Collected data
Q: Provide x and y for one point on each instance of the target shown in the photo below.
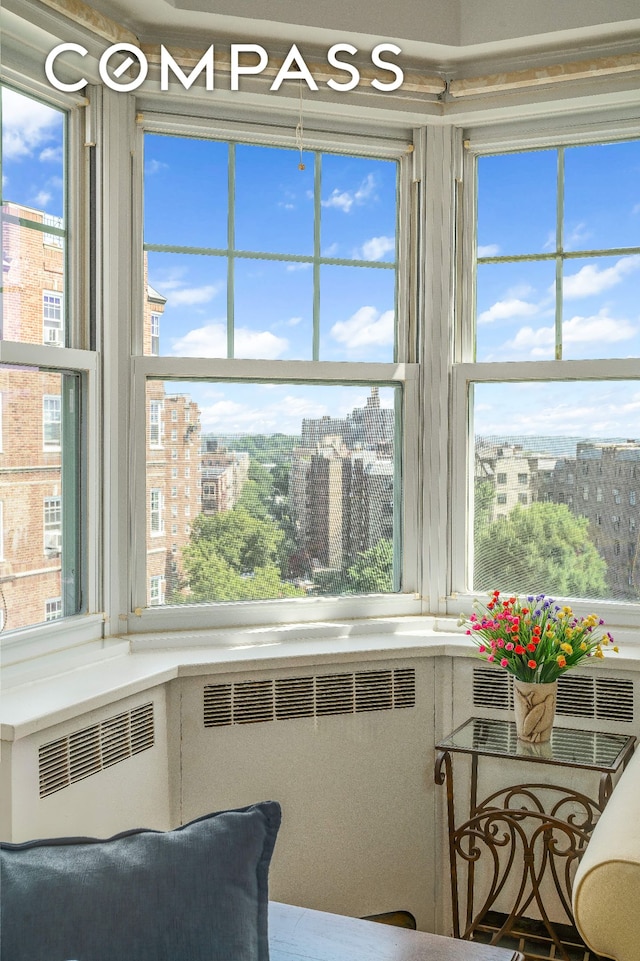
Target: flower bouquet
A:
(536, 640)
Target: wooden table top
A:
(300, 934)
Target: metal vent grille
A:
(86, 752)
(602, 698)
(250, 702)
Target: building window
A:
(52, 526)
(156, 590)
(155, 423)
(155, 505)
(52, 318)
(53, 609)
(51, 422)
(155, 334)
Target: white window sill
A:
(83, 680)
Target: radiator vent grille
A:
(601, 698)
(79, 755)
(251, 702)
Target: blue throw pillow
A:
(198, 893)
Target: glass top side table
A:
(520, 845)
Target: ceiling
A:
(442, 31)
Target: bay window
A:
(547, 389)
(47, 394)
(282, 355)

**Problem to solve:** What is needed is an exact copy of the line containing "Target: metal vent grille" and each line after it, through the final line of the entries above.

**Task output:**
Target: metal vent grille
A:
(86, 752)
(602, 698)
(250, 702)
Target: building window
A:
(52, 526)
(156, 590)
(155, 423)
(155, 505)
(52, 318)
(53, 609)
(51, 422)
(155, 334)
Target: white window sill
A:
(83, 680)
Target: radiator vent grille
A:
(601, 698)
(79, 755)
(251, 702)
Target: blue throw pillow
A:
(198, 893)
Target: glass top side table
A:
(520, 845)
Target: ceiling
A:
(442, 31)
Target: bay window
A:
(547, 389)
(47, 394)
(282, 355)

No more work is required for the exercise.